### Records for this task
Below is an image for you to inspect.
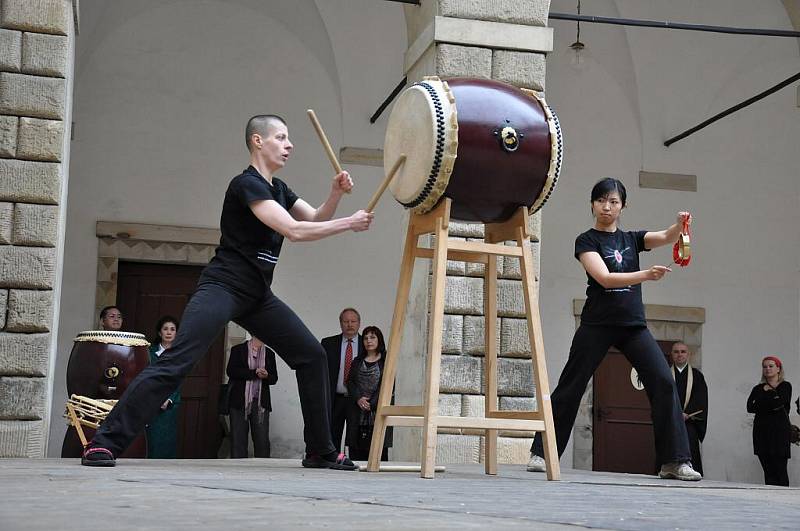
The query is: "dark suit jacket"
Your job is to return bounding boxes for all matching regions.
[225,341,278,411]
[675,367,708,442]
[322,334,365,398]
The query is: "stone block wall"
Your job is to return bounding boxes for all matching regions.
[395,0,552,463]
[0,0,74,457]
[436,219,539,463]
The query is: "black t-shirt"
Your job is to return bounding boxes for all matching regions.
[575,229,649,326]
[202,166,297,291]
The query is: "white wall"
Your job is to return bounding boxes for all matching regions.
[50,0,800,484]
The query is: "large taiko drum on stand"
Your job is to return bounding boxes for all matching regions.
[383,77,563,223]
[61,330,150,457]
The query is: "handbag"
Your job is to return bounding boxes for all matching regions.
[217,382,233,415]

### Work to complete
Please print all of the material above again, word for word, and leave out the pictures.

### Output
Below is an image for you to inspect.
The query is: "dark suit jacket"
Your job is to return bounding boxes for all matching regions.
[225,341,278,411]
[675,367,708,442]
[322,334,365,398]
The query is: "stone block wall"
Your job is to return bounding boxes for all matching regions.
[395,0,552,463]
[0,0,74,457]
[436,219,539,463]
The query is: "black t-shirt"
Your job is to return bounding boxes for all matching regions.
[575,229,649,326]
[202,166,297,291]
The query is: "white wall"
Your job is to return bounding boxes for all matching regions.
[50,0,800,484]
The query is: "large taiko drum on stand"
Your job is to return bounding boxes for all matching regions.
[383,77,563,223]
[61,330,150,457]
The query is: "handbag"
Your job is to return bounding boxes for all matching regions.
[217,382,233,415]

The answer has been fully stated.